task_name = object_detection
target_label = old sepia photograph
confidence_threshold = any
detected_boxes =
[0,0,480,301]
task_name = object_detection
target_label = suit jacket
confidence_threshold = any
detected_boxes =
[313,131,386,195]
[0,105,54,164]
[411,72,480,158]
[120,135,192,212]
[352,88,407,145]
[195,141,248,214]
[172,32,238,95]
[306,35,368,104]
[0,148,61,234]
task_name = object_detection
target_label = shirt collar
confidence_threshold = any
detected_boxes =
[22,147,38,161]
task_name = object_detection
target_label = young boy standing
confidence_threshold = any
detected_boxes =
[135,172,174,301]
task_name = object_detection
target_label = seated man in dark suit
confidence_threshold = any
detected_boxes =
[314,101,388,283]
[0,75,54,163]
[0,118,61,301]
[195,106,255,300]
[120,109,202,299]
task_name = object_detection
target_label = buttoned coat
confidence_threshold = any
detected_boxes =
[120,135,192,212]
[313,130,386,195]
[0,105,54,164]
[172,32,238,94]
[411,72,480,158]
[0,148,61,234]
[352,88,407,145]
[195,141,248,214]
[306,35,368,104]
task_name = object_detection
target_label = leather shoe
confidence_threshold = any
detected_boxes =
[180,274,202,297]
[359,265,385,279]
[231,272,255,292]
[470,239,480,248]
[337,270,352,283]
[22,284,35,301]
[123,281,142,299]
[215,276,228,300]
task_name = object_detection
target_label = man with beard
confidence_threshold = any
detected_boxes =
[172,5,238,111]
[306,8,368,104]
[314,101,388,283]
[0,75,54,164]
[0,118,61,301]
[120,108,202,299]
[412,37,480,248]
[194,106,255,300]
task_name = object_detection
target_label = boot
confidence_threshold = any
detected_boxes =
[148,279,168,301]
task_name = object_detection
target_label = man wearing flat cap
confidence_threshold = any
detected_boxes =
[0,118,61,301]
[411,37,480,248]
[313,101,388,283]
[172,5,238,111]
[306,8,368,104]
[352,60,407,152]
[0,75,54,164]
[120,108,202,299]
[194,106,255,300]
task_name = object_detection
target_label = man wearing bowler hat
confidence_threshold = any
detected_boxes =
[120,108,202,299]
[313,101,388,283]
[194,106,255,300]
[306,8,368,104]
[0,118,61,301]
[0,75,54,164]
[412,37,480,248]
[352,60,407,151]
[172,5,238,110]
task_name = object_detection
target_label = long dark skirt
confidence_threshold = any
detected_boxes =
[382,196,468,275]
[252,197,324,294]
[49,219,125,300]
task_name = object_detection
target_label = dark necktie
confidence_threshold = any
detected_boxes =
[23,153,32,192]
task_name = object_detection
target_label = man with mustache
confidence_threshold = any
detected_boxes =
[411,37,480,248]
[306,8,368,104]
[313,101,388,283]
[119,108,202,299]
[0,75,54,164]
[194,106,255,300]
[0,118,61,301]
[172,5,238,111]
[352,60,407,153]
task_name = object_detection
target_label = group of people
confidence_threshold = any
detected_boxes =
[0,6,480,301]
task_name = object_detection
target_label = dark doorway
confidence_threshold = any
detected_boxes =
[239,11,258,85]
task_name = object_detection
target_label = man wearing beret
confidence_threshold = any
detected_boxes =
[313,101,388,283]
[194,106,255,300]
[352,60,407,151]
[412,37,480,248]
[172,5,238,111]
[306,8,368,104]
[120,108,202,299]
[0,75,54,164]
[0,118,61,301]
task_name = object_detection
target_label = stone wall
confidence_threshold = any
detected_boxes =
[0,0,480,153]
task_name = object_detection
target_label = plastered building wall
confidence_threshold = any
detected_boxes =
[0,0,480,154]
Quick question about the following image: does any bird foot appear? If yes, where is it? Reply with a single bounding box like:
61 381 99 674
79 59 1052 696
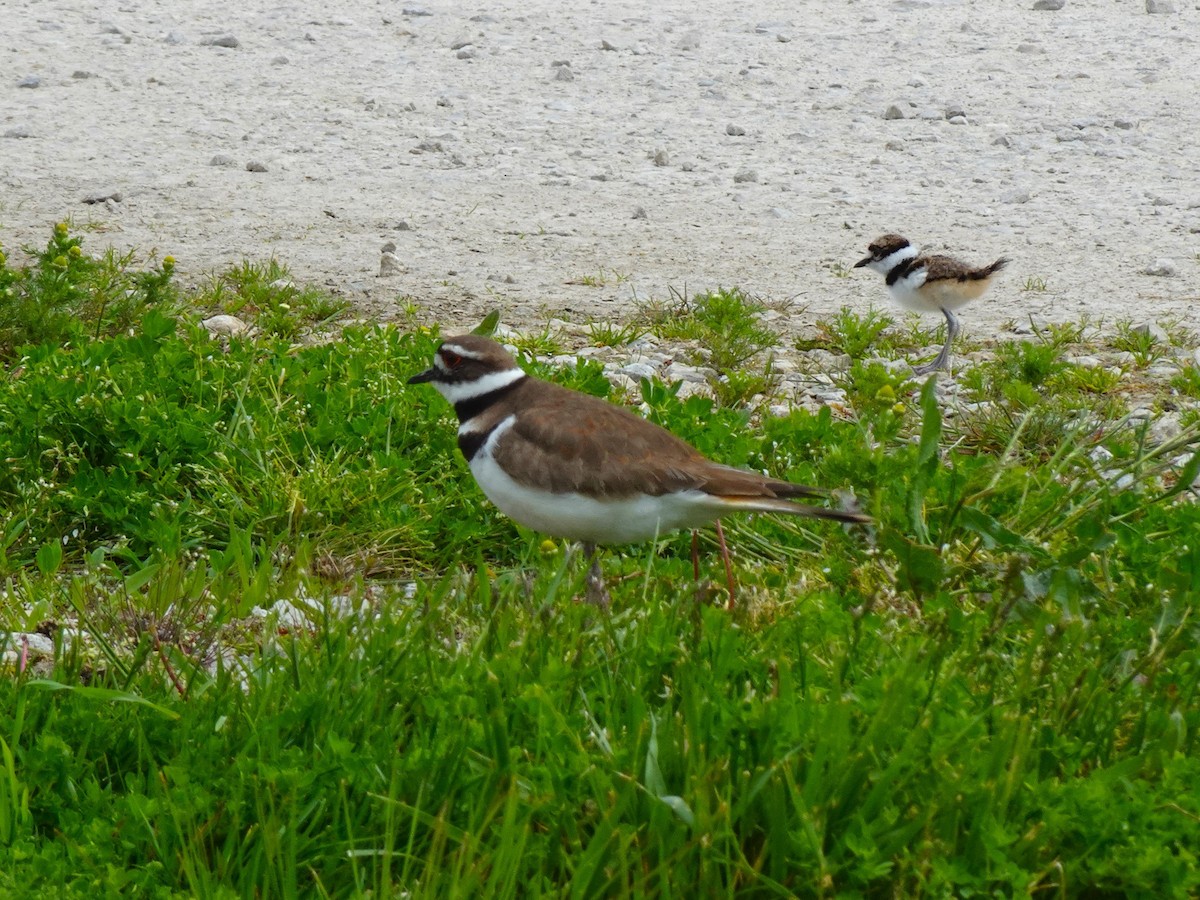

Request: Print the stretch of the items from their first line through the line containing "[0,0,480,301]", both ends included, with every line reproduced character for character.

Final result:
task_name = object_detection
target_label = old sepia photograph
confidence_threshold = any
detected_boxes =
[0,0,480,301]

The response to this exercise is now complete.